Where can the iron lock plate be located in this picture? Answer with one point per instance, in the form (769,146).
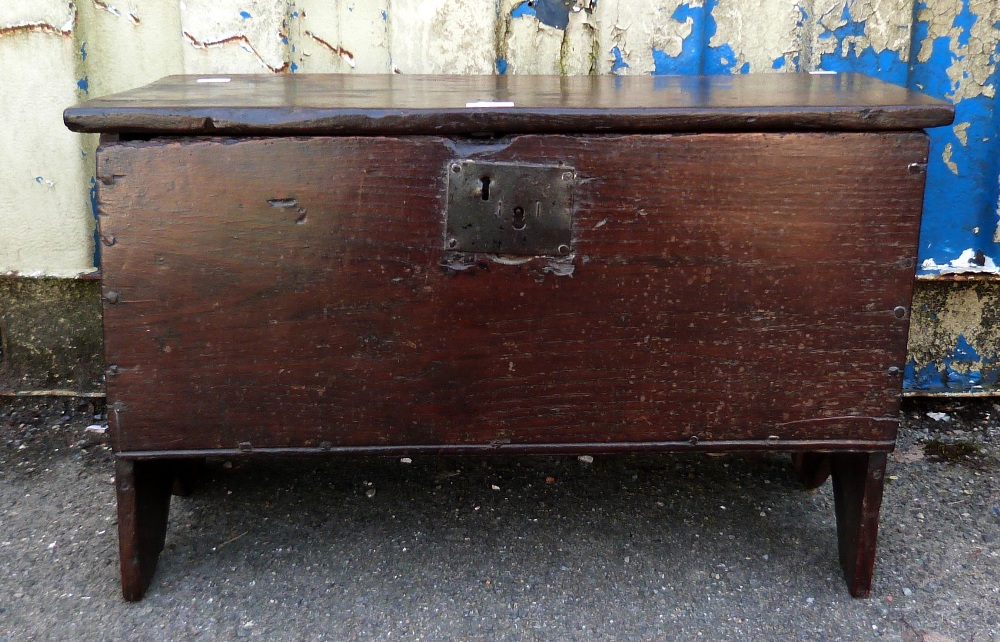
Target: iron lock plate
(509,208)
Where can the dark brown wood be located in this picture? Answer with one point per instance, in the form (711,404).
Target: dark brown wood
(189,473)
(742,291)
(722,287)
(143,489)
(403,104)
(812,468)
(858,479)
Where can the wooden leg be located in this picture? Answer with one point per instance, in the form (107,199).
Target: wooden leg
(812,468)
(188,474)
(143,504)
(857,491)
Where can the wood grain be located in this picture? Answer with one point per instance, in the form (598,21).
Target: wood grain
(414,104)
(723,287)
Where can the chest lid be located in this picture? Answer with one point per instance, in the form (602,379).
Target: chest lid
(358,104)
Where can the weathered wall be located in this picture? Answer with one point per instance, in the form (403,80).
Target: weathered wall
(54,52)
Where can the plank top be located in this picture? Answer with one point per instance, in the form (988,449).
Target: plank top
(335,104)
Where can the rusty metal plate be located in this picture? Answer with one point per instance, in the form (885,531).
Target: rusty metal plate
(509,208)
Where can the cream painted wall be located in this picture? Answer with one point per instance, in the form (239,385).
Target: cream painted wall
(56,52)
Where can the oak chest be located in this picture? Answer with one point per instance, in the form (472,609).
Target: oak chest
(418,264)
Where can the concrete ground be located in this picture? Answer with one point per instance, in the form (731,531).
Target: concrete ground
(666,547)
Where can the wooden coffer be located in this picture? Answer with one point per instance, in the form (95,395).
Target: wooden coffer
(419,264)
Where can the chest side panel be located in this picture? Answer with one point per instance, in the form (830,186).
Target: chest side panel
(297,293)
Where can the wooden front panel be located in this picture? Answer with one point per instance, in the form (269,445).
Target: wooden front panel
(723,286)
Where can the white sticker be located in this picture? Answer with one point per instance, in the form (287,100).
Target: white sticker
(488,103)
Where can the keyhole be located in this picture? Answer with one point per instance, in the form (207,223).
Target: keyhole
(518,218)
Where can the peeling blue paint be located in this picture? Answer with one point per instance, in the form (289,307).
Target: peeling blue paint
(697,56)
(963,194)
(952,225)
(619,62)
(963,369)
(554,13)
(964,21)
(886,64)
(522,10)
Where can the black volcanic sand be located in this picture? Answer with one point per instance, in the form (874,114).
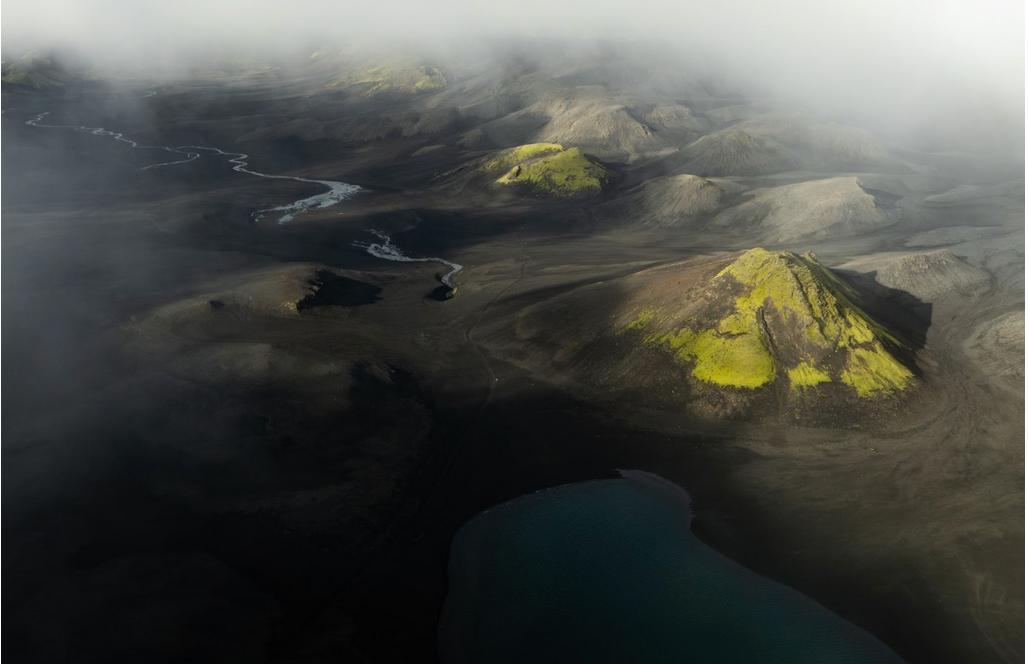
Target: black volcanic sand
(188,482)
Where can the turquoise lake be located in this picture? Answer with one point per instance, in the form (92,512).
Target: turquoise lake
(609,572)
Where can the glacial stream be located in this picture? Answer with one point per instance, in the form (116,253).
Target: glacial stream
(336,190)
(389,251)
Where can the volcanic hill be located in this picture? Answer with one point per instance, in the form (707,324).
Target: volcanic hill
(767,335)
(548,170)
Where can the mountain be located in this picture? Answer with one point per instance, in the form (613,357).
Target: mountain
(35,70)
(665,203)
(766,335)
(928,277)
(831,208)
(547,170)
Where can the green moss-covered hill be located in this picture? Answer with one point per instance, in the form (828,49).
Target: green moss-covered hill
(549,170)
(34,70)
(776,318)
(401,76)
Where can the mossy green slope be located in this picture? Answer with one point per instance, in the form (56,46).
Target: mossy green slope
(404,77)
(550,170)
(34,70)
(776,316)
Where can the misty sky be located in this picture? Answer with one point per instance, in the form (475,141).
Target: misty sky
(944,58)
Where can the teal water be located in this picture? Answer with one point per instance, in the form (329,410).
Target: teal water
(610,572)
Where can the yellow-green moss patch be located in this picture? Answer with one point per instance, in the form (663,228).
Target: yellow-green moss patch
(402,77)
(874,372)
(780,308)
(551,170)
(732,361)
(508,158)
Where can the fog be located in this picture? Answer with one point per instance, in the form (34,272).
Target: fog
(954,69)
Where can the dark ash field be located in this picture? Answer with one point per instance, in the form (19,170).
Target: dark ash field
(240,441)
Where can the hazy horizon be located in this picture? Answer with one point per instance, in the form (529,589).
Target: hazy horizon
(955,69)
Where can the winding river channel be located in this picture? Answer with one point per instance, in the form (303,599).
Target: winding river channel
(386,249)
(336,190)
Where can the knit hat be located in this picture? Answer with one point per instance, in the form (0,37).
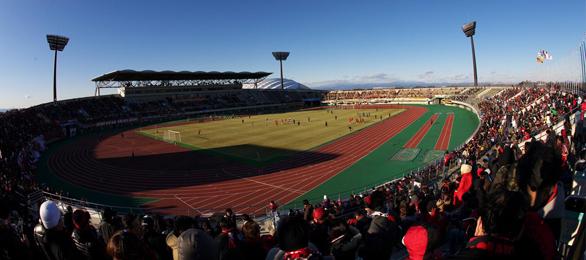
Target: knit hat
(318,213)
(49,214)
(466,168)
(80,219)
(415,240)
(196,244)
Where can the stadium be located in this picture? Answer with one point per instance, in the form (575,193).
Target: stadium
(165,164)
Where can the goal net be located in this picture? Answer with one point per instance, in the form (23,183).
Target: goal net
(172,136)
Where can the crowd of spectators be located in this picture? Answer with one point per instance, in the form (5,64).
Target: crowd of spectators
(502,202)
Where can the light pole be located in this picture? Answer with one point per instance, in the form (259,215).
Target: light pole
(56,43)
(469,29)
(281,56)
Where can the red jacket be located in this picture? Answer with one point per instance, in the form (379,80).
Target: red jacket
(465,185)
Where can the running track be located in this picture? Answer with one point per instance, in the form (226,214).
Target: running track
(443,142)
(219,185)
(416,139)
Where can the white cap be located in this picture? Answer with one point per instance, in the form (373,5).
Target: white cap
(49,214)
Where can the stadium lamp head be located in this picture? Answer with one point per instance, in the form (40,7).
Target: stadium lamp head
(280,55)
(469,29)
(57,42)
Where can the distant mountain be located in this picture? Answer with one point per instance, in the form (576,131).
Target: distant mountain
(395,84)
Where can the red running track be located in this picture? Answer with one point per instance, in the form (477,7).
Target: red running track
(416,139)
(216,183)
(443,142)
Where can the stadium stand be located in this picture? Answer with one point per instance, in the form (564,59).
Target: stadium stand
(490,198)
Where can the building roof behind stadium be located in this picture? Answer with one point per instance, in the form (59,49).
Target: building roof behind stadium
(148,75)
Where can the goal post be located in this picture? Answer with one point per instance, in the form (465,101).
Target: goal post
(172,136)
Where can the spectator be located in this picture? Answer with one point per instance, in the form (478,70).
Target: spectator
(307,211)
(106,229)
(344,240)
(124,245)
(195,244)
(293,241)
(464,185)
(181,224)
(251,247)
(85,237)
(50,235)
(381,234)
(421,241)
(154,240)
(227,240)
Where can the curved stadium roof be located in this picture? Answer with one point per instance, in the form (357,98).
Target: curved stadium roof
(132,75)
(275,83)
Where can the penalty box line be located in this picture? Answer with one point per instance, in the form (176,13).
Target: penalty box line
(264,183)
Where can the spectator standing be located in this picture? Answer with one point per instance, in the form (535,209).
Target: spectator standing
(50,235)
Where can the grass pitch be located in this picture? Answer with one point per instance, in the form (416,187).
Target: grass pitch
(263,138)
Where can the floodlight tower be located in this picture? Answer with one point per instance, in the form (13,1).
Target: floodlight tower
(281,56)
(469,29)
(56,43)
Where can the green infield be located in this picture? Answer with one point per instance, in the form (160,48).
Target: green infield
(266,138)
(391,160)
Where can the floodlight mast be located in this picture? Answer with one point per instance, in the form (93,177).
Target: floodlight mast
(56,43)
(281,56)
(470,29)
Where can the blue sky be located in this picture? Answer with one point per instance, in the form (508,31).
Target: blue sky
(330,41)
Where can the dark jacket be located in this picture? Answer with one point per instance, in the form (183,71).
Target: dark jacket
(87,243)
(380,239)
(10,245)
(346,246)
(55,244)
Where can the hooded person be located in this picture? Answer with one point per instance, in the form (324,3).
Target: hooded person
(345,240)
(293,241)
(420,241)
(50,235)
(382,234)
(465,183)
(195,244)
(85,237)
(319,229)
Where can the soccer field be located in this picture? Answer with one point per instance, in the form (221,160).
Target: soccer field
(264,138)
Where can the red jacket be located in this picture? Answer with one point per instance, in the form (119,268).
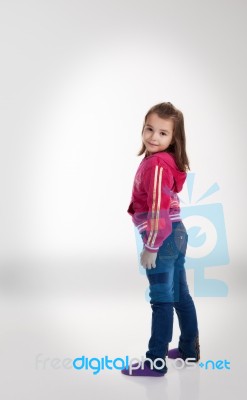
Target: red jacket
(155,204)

────

Rewrite everything from the line containing "the form (119,268)." down to the end of the items, keeping the request text, and raise each coordinate in the answer points by 86 while leaving the numbers in the request unchanged. Leave the pictures out.

Where can the red jacket be located in this picture? Answer with one point per instance, in the form (119,268).
Target: red jacket
(241,290)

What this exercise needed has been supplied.